**Document excerpt**
Thursday, May 6, 2010

iGot an iPad

I got a 3g model on Friday and I'm still trying to figure out what I'm going to use it for. How/if am I going to incorporate it into teaching.

Today we had a patient with rhabdomyolysis. The UpToDate cardClinical features and prevention of heme pigment-induced acute tubular necrosis, has this to say about bicarbonate and mannitol:

In a large series of 382 patients with serum CK concentration >5000 U/L, 154 (40 percent) were treated with bicarbonate and mannitol [33]. There was no statistically significant difference in the incidence of renal failure (creatinine >2.0 mg/dL [177 micromol/L]; 22 versus 18 percent), dialysis (7 versus 6 percent), or death (15 versus 18 percent) in patients who were or were not treated with bicarbonate and mannitol. However, there was a trend toward improved outcomes in patients with extremely high CK levels (>30,000 U/L) treated with bicarbonate and mannitol. 
Reference 33 is the primary reference for one of my first blog posts. We started talking about this study on rounds, but the crap machines in the ICU didn't have Flash or PDF support. I ended up downloading the PDF on my iPhone and four of us passed it around to look at some of the figures. The iPad doesn't have flash but it does a beautiful job rendering PDFs. I have the article in Papers which does an awesome job at holding and organizing my entire medical library.



Basic review of Papers

Papers is iTunes for scientific Papers. It is the modern equivalent to the file cabinet you always wanted for all the important scientific articles that fall into your grubby little hands. My computer is littered with literally hundreds of scientific articles. What you want to do is throw them all into Papers.

**Provided material**
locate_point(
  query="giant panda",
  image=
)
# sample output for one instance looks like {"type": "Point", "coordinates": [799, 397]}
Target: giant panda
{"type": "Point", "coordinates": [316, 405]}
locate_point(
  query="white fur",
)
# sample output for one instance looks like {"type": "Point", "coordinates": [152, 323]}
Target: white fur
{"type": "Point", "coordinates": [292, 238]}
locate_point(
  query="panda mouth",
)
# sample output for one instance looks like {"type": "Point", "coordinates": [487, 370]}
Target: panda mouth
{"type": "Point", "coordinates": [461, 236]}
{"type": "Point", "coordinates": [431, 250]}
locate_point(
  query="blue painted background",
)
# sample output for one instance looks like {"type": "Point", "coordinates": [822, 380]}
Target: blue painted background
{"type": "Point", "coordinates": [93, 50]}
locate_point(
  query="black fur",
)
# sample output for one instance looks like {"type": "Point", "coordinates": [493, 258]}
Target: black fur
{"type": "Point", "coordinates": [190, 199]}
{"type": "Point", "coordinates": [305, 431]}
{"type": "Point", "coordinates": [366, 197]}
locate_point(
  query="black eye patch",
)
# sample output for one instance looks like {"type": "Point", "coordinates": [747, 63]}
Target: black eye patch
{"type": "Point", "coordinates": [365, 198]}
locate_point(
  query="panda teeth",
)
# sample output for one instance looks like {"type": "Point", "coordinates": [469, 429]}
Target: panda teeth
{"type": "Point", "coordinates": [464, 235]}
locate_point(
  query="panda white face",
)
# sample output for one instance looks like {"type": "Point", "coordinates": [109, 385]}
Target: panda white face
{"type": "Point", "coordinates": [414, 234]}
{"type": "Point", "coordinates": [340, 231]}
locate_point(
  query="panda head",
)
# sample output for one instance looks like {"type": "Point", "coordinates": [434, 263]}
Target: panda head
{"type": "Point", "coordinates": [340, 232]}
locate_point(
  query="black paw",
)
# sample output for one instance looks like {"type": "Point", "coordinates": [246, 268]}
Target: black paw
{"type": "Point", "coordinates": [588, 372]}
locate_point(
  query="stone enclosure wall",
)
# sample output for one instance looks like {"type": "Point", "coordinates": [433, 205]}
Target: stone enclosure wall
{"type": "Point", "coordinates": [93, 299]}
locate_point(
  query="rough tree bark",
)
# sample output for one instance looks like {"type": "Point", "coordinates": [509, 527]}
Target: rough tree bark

**Problem 1**
Copy the iPad blog post word for word from "In a large series" to "U/L) treated with bicarbonate and mannitol.".
**Problem 2**
Carry on writing the iPad blog post, starting right after its final sentence.

**Answer space 1**
In a large series of 382 patients with serum CK concentration >5000 U/L, 154 (40 percent) were treated with bicarbonate and mannitol [33]. There was no statistically significant difference in the incidence of renal failure (creatinine >2.0 mg/dL [177 micromol/L]; 22 versus 18 percent), dialysis (7 versus 6 percent), or death (15 versus 18 percent) in patients who were or were not treated with bicarbonate and mannitol. However, there was a trend toward improved outcomes in patients with extremely high CK levels (>30,000 U/L) treated with bicarbonate and mannitol.

**Answer space 2**
To understand the power of Papers, let's look at the workflow for getting a PDF into Papers and onto the iPad. After downloading reference 33, drag it into Papers. It initially looks like this:


Then you click on Match and quickly find the article's reference in PubMed or Google Scholar or another database. To do this I copied the author's name and entered the year of publication.



After you double click the correct reference all of the meta-data quickly populates the appropriate fields so the you have all the data you need.


Papers even renames the original file, so your reference article folder is organized with logically named files.

To sync your library between your Mac and iPad, just run Papers on both devices simultaneously and it will synchronize your entire Library or specified subset (actually, it is limited to 1,000 articles). Syncing occurs over wifi.



On the iPad, when you launch Papers, you are in the Library.


Search on bicarbonate and you find a couple of articles on the use of bicarbonate to prevent contrast nephropathy, one on its use to treat severe metabolic acidosis, and one on its use to prevent the renal complications rhabdomyolysis...bingo!



Once you have the article you can read it in landscape with some of the meta data revealed or portrait for a more paper-like experience



Papers allows you to annotate, bookmark and share the article

 

Papers also works on the iPhone but after using it I thought it was a bit of a gimmick, I didn't really want my PDF library on a 3.5 inch screen. The iPad makes a perfect partner for the desktop app. I'm very excited about this.

Papers for MacOS is $42.00, the iPhone/iPad application is $14.99.